(WORK INSTRUCTIONS):
(1) Transcribe the locomotive thread, starting at "Numbers are correct" and ending at "(Apr 8, 2011)".
(2) Write the next part of the model locomotive identification thread, picking up from the point where it stops.

(TEXT):
+--

# Whats this and who made it?



## norgale (Apr 4, 2011)

Can anybody id this engine and who made it? Pete


----------



## brylerjunction (Aug 8, 2011)

I believe its a dash 9-44CW

possibly athearn


----------



## norgale (Apr 4, 2011)

The closest I can find to this model is the Atlas U23-B and that doesn't have the raised part at the rear top. Otherwise it's a perfect match. The dash 9-44cw trucks don't match.Pete


----------



## Kwikster (Feb 22, 2012)

Judging by the "bump" on the rear it's a u25-b, not a u23-b. As to maker, not sure as HO is unfamiliar territory to me.
U25-B pic

Carl


----------



## dablaze (Apr 17, 2012)

It definitely has Athearn Handrails, GE c30-7 would be correct I think.
Craig

http://en.wikipedia.org/wiki/GE_C30-7

Numbers are correct series for C30-7 too

Here is a prototype BN pic

http://www.kiwibonds.com/teh3/teh3 t3 bnsf bn sf c30-7.JPG


----------



## Gansett (Apr 8, 2011)

+--

(DATA SHOWN):
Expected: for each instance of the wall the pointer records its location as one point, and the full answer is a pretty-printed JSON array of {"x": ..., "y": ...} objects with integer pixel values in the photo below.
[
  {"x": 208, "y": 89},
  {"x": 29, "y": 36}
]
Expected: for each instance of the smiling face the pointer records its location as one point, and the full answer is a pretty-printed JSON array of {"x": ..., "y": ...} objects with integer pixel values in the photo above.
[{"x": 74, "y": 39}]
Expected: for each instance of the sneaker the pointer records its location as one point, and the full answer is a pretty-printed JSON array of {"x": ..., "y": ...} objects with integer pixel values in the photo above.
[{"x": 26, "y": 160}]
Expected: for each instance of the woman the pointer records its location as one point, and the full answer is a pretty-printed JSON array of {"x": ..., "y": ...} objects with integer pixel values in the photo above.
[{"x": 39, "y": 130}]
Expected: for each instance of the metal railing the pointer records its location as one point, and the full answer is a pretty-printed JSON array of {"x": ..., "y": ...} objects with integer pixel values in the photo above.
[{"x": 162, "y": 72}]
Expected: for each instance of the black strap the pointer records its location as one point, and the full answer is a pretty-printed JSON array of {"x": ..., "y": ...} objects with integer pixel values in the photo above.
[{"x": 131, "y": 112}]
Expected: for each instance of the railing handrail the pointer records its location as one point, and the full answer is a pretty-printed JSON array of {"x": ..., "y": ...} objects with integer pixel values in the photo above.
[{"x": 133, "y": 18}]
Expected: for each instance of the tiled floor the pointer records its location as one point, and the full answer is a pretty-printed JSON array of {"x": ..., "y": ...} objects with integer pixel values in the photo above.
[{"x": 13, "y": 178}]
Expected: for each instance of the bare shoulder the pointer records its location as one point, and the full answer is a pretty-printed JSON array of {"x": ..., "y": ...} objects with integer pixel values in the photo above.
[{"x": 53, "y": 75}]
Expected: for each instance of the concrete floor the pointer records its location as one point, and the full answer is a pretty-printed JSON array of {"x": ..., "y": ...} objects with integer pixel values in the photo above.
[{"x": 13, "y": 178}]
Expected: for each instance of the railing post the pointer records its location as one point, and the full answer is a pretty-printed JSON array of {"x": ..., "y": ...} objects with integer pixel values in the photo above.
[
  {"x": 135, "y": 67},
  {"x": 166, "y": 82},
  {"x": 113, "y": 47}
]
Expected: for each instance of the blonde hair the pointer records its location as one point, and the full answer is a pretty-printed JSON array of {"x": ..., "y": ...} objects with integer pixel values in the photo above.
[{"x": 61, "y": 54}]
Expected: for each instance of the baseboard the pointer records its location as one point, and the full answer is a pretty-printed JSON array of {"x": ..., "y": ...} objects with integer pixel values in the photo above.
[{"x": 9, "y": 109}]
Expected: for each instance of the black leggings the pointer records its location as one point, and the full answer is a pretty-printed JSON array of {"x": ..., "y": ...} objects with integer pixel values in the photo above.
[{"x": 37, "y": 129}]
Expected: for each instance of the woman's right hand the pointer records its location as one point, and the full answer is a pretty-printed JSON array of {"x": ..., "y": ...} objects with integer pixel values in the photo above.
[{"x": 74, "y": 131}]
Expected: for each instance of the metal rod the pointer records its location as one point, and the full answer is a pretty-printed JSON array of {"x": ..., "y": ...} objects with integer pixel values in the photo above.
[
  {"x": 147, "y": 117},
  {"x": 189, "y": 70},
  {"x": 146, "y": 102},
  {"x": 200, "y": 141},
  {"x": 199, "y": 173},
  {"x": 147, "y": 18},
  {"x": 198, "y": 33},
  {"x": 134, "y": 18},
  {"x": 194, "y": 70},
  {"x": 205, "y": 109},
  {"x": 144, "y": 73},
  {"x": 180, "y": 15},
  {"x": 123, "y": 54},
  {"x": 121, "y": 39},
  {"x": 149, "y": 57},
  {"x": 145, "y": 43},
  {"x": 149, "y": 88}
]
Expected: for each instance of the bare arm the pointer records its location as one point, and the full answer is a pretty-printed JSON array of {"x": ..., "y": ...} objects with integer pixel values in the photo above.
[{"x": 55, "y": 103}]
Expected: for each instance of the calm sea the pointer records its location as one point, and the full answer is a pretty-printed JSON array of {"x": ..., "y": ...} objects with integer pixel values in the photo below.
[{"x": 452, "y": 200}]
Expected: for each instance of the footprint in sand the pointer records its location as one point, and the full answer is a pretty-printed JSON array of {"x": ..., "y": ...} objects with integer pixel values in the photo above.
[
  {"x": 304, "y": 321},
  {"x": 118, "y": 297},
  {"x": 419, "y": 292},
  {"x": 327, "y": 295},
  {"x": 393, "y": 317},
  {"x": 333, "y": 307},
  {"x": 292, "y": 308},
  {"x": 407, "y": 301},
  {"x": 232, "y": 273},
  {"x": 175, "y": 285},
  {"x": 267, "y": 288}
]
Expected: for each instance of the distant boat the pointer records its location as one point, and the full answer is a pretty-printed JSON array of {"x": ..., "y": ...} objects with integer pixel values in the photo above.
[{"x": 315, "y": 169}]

+--

(OUTPUTS IN ORDER):
(1)
Numbers are correct series for C30-7 too

Here is a prototype BN pic

http://www.kiwibonds.com/teh3/teh3 t3 bnsf bn sf c30-7.JPG


----------



## Gansett (Apr 8, 2011)

(2)
Strange, BN 5460 isn't on the BN loco roster, neither is 5461. However 5459 and 5462 are listed as U 28B's
http://www.rrpicturearchives.net/locoList.aspx?id=BN&Page=19

Now using Googlefoo 5460 on BNSF is listed as a C-44 9w, as is 5459 and 5462.
http://www.rrpicturearchives.net/locolist.aspx?id=BNSF&Page=42

Sorry Pete, haven't a clue. My Googlefoo has failed me.


----------



## NIMT (Jan 6, 2011)

It's a Athearn U30-B
U-Boats are my favs!


----------



## dablaze (Apr 17, 2012)

I had thought the front did not look curved enough for the U boat, of course I don't own any, so not sure. Looking now I am definitely off.

And boy was I dyslexic when I looked up those numbers.

Craig


----------



## cv_acr (Oct 28, 2011)

JackC said:


> Strange, BN 5460 isn't on the BN loco roster, neither is 5461. However 5459 and 5462 are listed as U 28B's
> http://www.rrpicturearchives.net/locoList.aspx?id=BN&Page=19


That just means there's no photo of it on that site. That is by no means a roster information site.


----------



## cv_acr (Oct 28, 2011)

brylerjunction said:


> I believe its a dash 9-44CW


Not even close.

It's also not a C30-7, that has 3-axle trucks. (That's what the "C" indicates in GE model numbers). 

The model has a sticker on the roof that seems to identify it as a B23-7, but that's wrong as well.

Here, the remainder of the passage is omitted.